ACTION ITEM »
Reproduce the records below exactly, leaving their images out.

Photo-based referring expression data

%%

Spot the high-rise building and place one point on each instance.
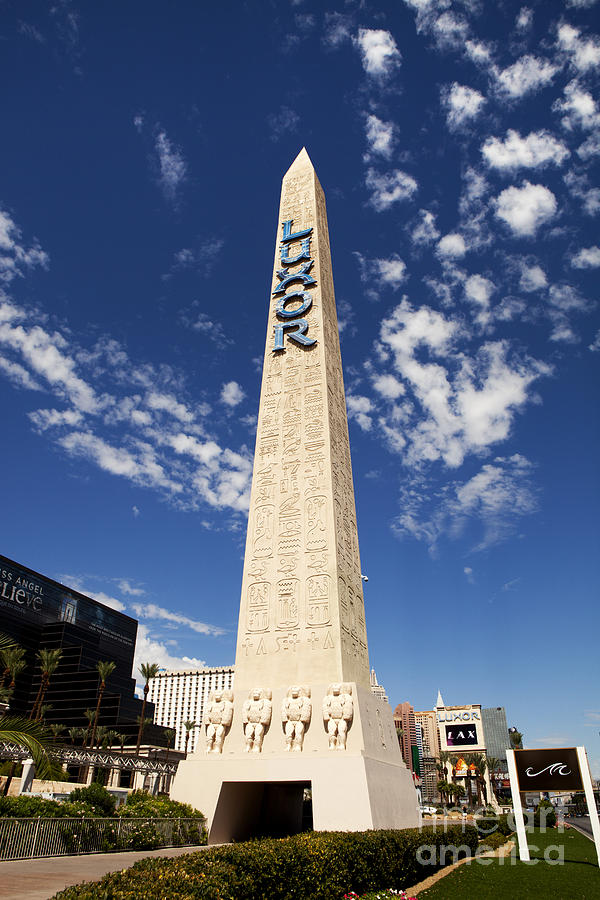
(404, 718)
(302, 714)
(495, 729)
(38, 612)
(179, 696)
(378, 689)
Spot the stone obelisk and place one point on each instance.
(301, 715)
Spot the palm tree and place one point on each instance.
(105, 670)
(22, 732)
(48, 661)
(56, 729)
(147, 671)
(493, 766)
(12, 659)
(169, 733)
(142, 726)
(188, 728)
(89, 714)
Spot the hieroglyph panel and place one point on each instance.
(302, 611)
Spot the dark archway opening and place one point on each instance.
(251, 809)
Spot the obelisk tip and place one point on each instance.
(302, 161)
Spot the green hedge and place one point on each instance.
(312, 866)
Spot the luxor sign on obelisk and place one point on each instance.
(301, 715)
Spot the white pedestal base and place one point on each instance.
(365, 786)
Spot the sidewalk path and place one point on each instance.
(39, 879)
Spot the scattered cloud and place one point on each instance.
(462, 104)
(201, 258)
(152, 611)
(525, 76)
(490, 503)
(424, 230)
(380, 273)
(582, 54)
(462, 405)
(586, 258)
(451, 246)
(359, 409)
(536, 150)
(389, 188)
(172, 167)
(232, 394)
(379, 52)
(526, 208)
(284, 121)
(131, 590)
(380, 137)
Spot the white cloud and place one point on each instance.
(389, 188)
(524, 19)
(378, 273)
(232, 394)
(359, 409)
(451, 246)
(388, 386)
(528, 74)
(526, 208)
(579, 107)
(590, 147)
(379, 52)
(172, 166)
(491, 502)
(450, 30)
(586, 258)
(462, 104)
(148, 648)
(201, 258)
(126, 587)
(478, 291)
(533, 278)
(380, 137)
(582, 54)
(424, 231)
(14, 256)
(536, 150)
(466, 404)
(337, 29)
(152, 611)
(284, 121)
(44, 354)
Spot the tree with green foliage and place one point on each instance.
(188, 725)
(105, 670)
(48, 660)
(147, 671)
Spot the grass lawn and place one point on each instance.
(577, 878)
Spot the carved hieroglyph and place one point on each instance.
(302, 607)
(256, 718)
(296, 711)
(338, 710)
(218, 718)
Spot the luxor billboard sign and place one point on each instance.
(548, 770)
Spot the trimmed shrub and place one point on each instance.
(312, 866)
(493, 841)
(95, 795)
(142, 805)
(491, 824)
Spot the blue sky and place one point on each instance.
(457, 144)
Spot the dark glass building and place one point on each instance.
(37, 613)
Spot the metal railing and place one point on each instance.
(38, 837)
(106, 758)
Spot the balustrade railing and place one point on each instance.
(39, 837)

%%

TASK RESULT »
Spot the high-rise building and place one point on each instance.
(404, 718)
(302, 714)
(495, 729)
(38, 612)
(179, 696)
(378, 689)
Spot the stone obelisk and place one point on each instance.
(301, 715)
Spot the palm tree and place one point on each instance.
(105, 670)
(22, 732)
(48, 661)
(56, 729)
(147, 671)
(493, 766)
(12, 659)
(169, 733)
(142, 726)
(188, 728)
(89, 714)
Spot the hieroglyph panel and place one point on each instance.
(302, 611)
Spot the dark archway opening and place one point on each instance.
(251, 809)
Spot the obelisk tip and place one point on each instance.
(302, 161)
Spot the green hedge and place one point on each instance.
(312, 866)
Spot the luxor sign on obelisk and place one point on each instance.
(301, 715)
Spot the white pedestal base and place one point on each instance.
(365, 786)
Spot the sidewalk path and place one point on each instance.
(39, 879)
Spot the scattered cloud and place one point on each instance.
(462, 104)
(201, 258)
(152, 611)
(525, 76)
(490, 503)
(424, 230)
(380, 273)
(582, 54)
(462, 405)
(586, 258)
(451, 246)
(359, 409)
(536, 150)
(389, 188)
(172, 167)
(232, 394)
(379, 52)
(526, 208)
(284, 121)
(131, 590)
(380, 137)
Spot the white cloud and place one point on each instance.
(389, 188)
(524, 19)
(378, 273)
(232, 394)
(359, 409)
(451, 246)
(388, 386)
(528, 74)
(526, 208)
(579, 107)
(590, 147)
(379, 52)
(172, 166)
(491, 502)
(450, 30)
(586, 258)
(462, 104)
(148, 648)
(201, 258)
(126, 587)
(478, 291)
(533, 278)
(380, 137)
(582, 54)
(424, 231)
(14, 256)
(536, 150)
(466, 404)
(337, 29)
(152, 611)
(284, 121)
(44, 354)
Spot the tree with green foliage and place one point on each instance.
(188, 725)
(105, 670)
(48, 660)
(147, 671)
Spot the grass lawn and place one point on each instance.
(577, 878)
Spot the carved hieroglyph and place one point on each instance.
(302, 607)
(256, 718)
(296, 711)
(338, 710)
(218, 718)
Spot the luxor billboard sign and place one point on each instance.
(548, 770)
Spot the trimmed shrub and place one point on each instance.
(312, 866)
(493, 841)
(95, 795)
(142, 805)
(491, 824)
Spot the blue sky and place one point on each instance.
(457, 144)
Spot the dark glass building and place one point on each instance.
(37, 613)
Spot the metal railing and place one point on each instance.
(38, 837)
(106, 758)
Spot the balustrade railing and place one point on each instance.
(39, 837)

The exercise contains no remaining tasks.